(Excerpts of pointing data)
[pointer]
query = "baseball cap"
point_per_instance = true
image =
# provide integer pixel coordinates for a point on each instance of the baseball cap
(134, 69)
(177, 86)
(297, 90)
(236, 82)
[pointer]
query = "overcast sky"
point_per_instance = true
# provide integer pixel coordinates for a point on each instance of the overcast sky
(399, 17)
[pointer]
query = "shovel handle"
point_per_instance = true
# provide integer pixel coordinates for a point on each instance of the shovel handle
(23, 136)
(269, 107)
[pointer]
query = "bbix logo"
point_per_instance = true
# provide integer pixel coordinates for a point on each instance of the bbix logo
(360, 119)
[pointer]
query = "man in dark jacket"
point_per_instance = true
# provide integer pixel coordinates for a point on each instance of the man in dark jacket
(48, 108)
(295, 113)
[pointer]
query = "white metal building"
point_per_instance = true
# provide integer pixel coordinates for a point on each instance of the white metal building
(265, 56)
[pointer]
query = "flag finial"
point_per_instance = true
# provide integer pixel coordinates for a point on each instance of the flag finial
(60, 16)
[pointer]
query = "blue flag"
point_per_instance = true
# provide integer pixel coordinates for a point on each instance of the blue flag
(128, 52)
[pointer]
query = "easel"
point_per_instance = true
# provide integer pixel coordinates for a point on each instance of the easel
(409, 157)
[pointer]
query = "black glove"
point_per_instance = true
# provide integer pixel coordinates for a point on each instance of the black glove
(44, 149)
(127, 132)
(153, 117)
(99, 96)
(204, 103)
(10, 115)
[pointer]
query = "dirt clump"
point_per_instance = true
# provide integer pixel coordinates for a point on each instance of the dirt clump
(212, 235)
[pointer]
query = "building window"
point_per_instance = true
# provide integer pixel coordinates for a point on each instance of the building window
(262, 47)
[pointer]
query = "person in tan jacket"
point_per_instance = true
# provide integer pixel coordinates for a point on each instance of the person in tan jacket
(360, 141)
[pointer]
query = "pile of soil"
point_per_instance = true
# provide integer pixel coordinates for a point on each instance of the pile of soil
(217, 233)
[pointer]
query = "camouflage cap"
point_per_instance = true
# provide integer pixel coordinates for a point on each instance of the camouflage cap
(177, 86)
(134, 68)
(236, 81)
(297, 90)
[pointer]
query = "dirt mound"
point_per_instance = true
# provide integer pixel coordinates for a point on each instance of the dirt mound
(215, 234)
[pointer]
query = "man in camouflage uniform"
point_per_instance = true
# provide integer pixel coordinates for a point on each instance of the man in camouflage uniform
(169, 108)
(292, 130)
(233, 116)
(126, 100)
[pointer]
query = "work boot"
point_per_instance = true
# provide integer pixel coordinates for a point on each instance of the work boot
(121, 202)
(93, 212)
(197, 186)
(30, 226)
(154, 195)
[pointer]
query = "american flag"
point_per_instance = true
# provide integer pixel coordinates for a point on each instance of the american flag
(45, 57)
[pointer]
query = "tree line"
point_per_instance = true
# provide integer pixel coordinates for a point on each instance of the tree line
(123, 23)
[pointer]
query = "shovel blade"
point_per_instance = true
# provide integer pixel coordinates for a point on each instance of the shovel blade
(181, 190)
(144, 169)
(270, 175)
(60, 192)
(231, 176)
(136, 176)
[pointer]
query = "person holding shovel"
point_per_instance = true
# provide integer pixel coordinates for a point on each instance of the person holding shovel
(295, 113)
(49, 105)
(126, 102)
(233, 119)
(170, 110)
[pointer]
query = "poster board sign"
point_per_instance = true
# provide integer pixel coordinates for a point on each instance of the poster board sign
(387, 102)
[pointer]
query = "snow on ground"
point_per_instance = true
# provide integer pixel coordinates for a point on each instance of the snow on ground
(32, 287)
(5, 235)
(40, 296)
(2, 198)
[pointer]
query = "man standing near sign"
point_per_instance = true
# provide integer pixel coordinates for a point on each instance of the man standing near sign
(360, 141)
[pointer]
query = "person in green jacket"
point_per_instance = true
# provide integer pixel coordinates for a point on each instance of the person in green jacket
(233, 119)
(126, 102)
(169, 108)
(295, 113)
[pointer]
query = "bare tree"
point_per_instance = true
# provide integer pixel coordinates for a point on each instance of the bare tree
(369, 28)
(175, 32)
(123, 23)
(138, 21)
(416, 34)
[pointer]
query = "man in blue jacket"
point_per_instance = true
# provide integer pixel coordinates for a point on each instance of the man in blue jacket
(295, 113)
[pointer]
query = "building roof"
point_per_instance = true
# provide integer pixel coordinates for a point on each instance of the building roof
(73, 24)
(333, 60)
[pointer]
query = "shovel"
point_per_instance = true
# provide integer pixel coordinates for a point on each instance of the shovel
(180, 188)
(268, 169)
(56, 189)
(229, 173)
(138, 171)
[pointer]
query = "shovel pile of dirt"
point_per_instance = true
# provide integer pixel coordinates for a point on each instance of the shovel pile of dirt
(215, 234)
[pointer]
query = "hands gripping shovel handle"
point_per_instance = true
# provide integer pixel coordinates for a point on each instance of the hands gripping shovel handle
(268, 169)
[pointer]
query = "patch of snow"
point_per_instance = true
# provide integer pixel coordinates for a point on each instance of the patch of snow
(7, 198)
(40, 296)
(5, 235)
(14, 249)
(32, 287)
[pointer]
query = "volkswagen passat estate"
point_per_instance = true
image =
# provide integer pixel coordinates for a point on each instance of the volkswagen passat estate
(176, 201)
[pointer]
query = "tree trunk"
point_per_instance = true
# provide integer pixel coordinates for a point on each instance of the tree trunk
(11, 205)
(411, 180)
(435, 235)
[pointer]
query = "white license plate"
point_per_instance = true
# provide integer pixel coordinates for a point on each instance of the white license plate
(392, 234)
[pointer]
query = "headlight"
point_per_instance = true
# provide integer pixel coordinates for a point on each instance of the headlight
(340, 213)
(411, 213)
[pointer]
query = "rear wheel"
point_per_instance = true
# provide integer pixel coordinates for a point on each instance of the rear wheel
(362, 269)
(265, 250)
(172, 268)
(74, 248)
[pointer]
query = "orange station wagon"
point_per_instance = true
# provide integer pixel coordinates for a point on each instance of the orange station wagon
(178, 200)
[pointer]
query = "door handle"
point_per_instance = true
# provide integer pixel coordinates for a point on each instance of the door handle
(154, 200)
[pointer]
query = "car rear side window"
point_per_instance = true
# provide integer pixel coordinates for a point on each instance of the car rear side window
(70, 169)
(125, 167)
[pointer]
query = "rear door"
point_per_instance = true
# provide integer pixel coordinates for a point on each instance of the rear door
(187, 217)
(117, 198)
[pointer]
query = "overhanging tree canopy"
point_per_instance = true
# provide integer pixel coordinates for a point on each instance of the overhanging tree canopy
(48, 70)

• Task objective
Report every line of the material above that contains the string "soil", matching case exactly.

• Expected answer
query = "pile of soil"
# provide integer pixel coordinates for a point on each instance of the pile of soil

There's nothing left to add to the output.